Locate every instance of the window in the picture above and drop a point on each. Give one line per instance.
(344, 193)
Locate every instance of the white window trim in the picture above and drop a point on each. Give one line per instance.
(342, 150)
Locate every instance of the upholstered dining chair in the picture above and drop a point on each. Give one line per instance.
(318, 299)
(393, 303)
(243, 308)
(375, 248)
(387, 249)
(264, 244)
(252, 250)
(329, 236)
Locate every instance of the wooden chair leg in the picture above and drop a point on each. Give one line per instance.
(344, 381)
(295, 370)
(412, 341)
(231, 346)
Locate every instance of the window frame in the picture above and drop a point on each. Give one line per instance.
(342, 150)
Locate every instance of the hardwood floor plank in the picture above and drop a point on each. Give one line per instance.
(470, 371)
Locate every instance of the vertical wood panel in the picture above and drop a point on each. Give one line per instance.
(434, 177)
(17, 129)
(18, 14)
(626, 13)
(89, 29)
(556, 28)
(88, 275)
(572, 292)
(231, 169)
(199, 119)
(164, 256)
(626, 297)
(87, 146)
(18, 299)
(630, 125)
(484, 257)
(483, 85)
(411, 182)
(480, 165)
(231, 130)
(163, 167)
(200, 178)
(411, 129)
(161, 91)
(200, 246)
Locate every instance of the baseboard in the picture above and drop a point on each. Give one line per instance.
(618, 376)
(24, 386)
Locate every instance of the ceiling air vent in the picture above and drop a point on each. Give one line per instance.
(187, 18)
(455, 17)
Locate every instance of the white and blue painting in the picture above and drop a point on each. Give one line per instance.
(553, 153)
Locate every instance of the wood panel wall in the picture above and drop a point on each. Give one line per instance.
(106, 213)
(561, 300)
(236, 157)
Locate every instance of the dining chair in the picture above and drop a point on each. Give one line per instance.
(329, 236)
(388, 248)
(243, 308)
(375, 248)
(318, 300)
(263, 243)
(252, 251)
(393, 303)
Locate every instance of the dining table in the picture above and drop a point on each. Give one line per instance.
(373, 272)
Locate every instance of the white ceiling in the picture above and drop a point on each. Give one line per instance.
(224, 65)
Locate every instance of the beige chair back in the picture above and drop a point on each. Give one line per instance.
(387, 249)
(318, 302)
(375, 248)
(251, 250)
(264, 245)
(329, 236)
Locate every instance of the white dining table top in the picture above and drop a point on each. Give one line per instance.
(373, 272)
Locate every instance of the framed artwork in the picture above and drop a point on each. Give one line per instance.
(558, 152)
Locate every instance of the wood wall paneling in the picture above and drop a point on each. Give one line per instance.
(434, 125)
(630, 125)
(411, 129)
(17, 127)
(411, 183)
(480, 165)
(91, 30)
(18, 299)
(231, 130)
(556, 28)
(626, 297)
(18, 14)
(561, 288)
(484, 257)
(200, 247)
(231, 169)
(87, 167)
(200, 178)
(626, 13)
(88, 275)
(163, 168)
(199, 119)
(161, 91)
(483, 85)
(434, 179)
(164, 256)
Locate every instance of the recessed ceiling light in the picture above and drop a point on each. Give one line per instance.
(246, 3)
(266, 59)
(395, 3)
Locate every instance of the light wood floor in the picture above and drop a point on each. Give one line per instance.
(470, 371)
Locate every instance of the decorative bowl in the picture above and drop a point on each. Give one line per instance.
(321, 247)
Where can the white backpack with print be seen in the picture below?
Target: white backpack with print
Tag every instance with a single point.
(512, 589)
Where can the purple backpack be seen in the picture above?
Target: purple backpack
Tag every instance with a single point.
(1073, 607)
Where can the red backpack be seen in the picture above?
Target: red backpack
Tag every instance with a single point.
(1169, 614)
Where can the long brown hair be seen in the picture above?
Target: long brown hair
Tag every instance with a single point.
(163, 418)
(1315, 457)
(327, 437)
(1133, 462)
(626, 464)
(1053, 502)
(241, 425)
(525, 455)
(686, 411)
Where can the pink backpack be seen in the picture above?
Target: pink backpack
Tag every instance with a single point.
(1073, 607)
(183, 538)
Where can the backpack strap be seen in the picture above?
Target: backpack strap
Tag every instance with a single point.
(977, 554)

——————————

● **What to work on**:
Reproduce all of the items above verbatim, line for line.

● **Solution to this task**:
Locate every instance of the window in the picture above and drop a point on each. Give one line per instance.
(344, 193)
Locate every instance of the white window trim in the picture above and drop a point on each. Give one line per instance.
(342, 150)
Locate every instance of the upholstered dining chair in the picture above and drop a point on each. Give one line per instance.
(318, 299)
(393, 303)
(243, 308)
(375, 248)
(387, 249)
(264, 244)
(252, 250)
(329, 236)
Locate every instance of the wooden chair leg in the picture above and drop a point on each. Give one line per instance.
(344, 381)
(295, 370)
(412, 341)
(231, 346)
Locate every instance of the window frame in the picture above and drop a point on each. Give one line per instance.
(342, 150)
Locate every instance of the hardwood floor plank in the picture above and drop a point on each. Give one line per instance.
(470, 371)
Locate every instance of the vertical wood panel in the picture above and drop a point on each. Give one line per instance.
(434, 177)
(17, 129)
(18, 14)
(626, 13)
(89, 29)
(556, 28)
(88, 275)
(572, 292)
(231, 169)
(199, 119)
(164, 256)
(626, 297)
(87, 146)
(18, 299)
(630, 125)
(484, 257)
(483, 85)
(411, 182)
(480, 165)
(231, 130)
(163, 167)
(200, 178)
(411, 129)
(161, 91)
(200, 246)
Locate every instance of the baseboard in the picture above and drop a point on each. Give one line per instance.
(618, 376)
(24, 386)
Locate every instance of the ceiling air vent in the picture above and drop a point on each. Give one line per instance.
(187, 18)
(455, 17)
Locate every instance of the white and blue painting in the picture above and drop a point on each. Give one line per instance.
(553, 153)
Locate every instance of the wood panel wall in the picture above and drop a point on each. Give one line per instance.
(106, 213)
(561, 300)
(236, 157)
Locate every instance of the dining chair in the picture above and drop a point on each. Give one line per instance.
(329, 236)
(388, 248)
(243, 308)
(375, 248)
(318, 300)
(263, 243)
(252, 251)
(393, 303)
Locate every instance of the dining table in the picture above and drop a point on each. Give one line per instance.
(373, 272)
Locate every instance of the white ceiling in the picture above and drop a point on each. Give one line per instance.
(224, 65)
Locate every instance of the beige chair back in the picture above and drop a point on each. Give one line per instance.
(387, 249)
(318, 302)
(375, 248)
(251, 250)
(264, 245)
(329, 236)
Locate every instance of the white dining table top in the picture above and drop a point on each. Give one line per instance.
(373, 272)
Locate every instance of the framed artwork in the picture above and drop a point on each. Give one line per instance.
(558, 152)
Locate every instance of the wood wall paneling in the picture above and drop a point on each. Give one line per instance.
(434, 125)
(630, 125)
(411, 129)
(17, 127)
(411, 183)
(480, 165)
(91, 30)
(18, 299)
(231, 130)
(556, 28)
(626, 297)
(18, 14)
(561, 288)
(484, 257)
(200, 247)
(231, 169)
(87, 167)
(200, 178)
(626, 13)
(88, 275)
(163, 168)
(199, 119)
(161, 91)
(483, 85)
(434, 179)
(164, 256)
Locate every instance of the recessed ceiling light in the picture above and drop a point on each. Give one line per instance.
(246, 3)
(266, 59)
(395, 3)
Locate every instance of the light wood floor in the picture above and drop a point on each. Give one line per instance.
(470, 371)
Locate every instance of the decorative bowl in the picture above and drop a point on each. Give one line per instance.
(321, 247)
Where can the white backpack with print be seen in the picture below?
Target: white backpack with print
Tag every instance with a single point.
(512, 589)
Where can the purple backpack be seen in the picture above?
Target: purple backpack
Tag every instance with a single point.
(1073, 607)
Where can the red backpack be seen in the picture above?
Target: red backpack
Tag every instance with a single point.
(1169, 614)
Where can the long brown hair be seen in the picture above?
Target: long brown hair
Tag every instance with a single point.
(163, 418)
(1315, 457)
(327, 437)
(1133, 462)
(626, 464)
(1053, 502)
(241, 425)
(525, 455)
(686, 411)
Where can the pink backpack be seen in the picture above?
Target: pink backpack
Tag every instance with a single point.
(1073, 607)
(183, 538)
Where can the backpack strap be seen in the picture above?
Target: backpack strap
Tag every instance with a single point.
(977, 554)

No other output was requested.